» **Written exercise 1**
In the text on club ownership rights, why would the purchased right lose 10% of its value each year? Answer in one to three sentences.
» **Written exercise 2**
Pick up the text on club ownership rights after its last sentence and continue it.

» **Extracted text**

In tandem, the club would have to seek to develop a system where individuals who wished to make significant injections into the club were awarded some rights but those rights were not transferable. Our imagination needs to be expansive here in designing this. 

For example, it could be that people buy the right to sit on the (plc) board for 10 years for a certain price, and that should they wish to give up this right, the club can sell it on to a third party, but the person to whom it is sold firstly can’t be introduced by the current owner of the right, and secondly, must be reimbursed in full for their amount paid, but the surplus on top of the sum paid is distributed 25%-75% to them and the club. 

So, individuals would purchase a right which had value, and could see the value returned to them, but they couldn’t be the person who did the identification of their replacement. They could suggest, certainly, but the club would be forced to undertake a beauty contest, rather than enter a sweetheart deal. 

Alternatively, the value of the right might degrade by 10% per year, so that by year 10, it’s worth 1/10th of the original value, meaning the replacement of them as a leading light gets easier as time goes on, and they can’t hold out for a certain value as a form of ransom.

The remaining equity would sit outside with the DT to be sold to whomever fits the bill, with the profits on subsequent sale to be split in the agreed portion with the DT and the seller of the shares. The DT would have first refusal to purchase and at the point of sale should make offers to small shareholders to enable them exit at the agreed price if they so wished. 

There are doubtless other ways we could do this. All start from the recognition that firstly, we have a scarce supply of, and therefore a market price for, the right to be involved in decision-making at the club, and secondly, that this right must not supercede the overall ownership structure of the club that places the DT in the box seat. 

I) Final thoughts – Changing Role of the DT Board

The Purpose Foundation taking on ones of the current core tenets of the DT’s existence and externalising it for protection of fan ownership would remove all threats to club ownership in the future.

» **Items stored from a collection**

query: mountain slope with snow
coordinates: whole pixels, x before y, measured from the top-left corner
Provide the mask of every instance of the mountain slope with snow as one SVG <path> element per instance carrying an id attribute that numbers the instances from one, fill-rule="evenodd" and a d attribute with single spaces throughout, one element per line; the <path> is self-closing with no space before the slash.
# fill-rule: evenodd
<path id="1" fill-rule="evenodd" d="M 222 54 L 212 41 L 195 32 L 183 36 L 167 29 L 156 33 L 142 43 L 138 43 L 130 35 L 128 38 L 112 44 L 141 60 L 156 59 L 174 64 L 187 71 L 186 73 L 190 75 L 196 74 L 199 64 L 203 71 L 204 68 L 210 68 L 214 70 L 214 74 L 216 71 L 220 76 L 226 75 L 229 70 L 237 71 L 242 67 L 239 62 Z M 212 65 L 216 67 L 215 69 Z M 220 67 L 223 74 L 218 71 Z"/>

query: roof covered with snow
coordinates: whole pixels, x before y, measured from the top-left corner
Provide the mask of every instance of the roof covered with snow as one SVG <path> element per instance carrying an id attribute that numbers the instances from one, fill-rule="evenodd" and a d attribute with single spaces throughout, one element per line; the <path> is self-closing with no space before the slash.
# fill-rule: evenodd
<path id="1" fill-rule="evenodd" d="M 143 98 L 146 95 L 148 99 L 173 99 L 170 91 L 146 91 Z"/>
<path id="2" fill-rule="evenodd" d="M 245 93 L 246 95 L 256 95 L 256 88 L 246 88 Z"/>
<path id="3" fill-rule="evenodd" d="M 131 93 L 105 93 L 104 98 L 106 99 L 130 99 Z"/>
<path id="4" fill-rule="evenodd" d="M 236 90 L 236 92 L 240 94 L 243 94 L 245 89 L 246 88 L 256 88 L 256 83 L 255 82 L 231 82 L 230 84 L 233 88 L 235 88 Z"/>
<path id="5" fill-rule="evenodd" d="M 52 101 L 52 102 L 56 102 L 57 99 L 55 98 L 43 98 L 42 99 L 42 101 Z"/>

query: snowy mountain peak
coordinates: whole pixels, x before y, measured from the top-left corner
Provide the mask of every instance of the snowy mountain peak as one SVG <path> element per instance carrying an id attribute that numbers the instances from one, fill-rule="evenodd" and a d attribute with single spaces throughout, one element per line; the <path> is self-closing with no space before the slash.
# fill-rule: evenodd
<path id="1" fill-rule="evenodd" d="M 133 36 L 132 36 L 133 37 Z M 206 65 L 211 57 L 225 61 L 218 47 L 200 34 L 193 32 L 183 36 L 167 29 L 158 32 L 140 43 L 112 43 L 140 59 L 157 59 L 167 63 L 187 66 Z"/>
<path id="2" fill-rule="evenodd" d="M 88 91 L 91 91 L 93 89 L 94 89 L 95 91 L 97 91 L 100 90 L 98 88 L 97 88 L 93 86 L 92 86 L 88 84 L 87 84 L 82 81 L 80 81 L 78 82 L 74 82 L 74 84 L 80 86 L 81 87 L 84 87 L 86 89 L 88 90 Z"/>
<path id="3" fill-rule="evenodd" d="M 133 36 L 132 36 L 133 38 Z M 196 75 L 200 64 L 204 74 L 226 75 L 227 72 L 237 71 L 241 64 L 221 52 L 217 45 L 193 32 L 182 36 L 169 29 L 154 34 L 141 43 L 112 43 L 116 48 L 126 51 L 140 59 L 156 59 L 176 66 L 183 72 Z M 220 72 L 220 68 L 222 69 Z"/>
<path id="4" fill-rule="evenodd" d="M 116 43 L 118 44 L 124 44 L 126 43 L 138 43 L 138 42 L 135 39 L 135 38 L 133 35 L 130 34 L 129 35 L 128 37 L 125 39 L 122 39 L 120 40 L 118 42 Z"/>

» **Task output 1**
By year 10 the right would be worth one-tenth of its original value, so replacing the holder as a leading figure would get easier over time. The holder also could not hold out for a certain value as a form of ransom.

» **Task output 2**
There is then a second crucial question around who we want to sit on which boards and by which means we want our club and Trust to be run and governed. 

As a club, we have three levels of governance – the club, the plc and the DT. This is two more than most clubs, and one more than most fan-owned clubs. If Bayern Munich get by with two boards, then we can too. 

To continue the German model, the DT could be the Supervisory Board, which is needed to approve revenue plans each year, and oversee things like intellectual property (club colours, crest etc) and signed off on all exploitations of these, and would also undertake to provide advice on season ticket prices etc. 

In this scenario, what the Purpose Foundation would be defending is the right of those fans who are decision-makers to veto and make certain decisions that affect their experience of the club – to ensure the club’s spending plans and player budgets aren’t fantastical or threatening medium and longer-term sustainability. That the club was not neglecting the AFC Wimbledon Foundation, nor pricing itself in such a way as to make the club unaffordable to its community.  

There is still a debate to be had around exactly what role the DT Board takes in this and, more importantly, how it consults and reflects the views of its members. And, to look at how club growth and financial support is provided by increased Dons Trust membership (akin to how Australian clubs have grown their membership bases). This is a topic to which we will return. 

The crucial point is for us to decide what we want fan ownership to mean, and then, what is the best way to make that fan-ownership deployed in the pragmatic and messy set-up of the club. Once we have defined what that is, we then get the Purpose Foundation to stand behind it. 

Comments welcomed below and a copy of this proposal has been sent to all DTB, AFCW plc and AFCW Ltd Board members. 

By Dave Boyle, with input from Graeme Price, Charlie Talbot, Damian Woodward & Xavier Wiggins

7th August 2020

2 thoughts on “A Provocative Proposal For Fan Ownership at AFC Wimbledon

  1. Top notch ideas, thank you. Quick question – The Purpose Foundation that would receive shares: is the idea that they would be placed into a stand alone trust managed by them; as opposed to a trust of theirs which also contains their ownership of other companies?

    It may be far fetched, but just our of curiosity wondering what would happen in the event of the Purpose Foundation as the custodian of the Trust undergoing a change of control/ethos or even bankruptcy/closure in the distant future.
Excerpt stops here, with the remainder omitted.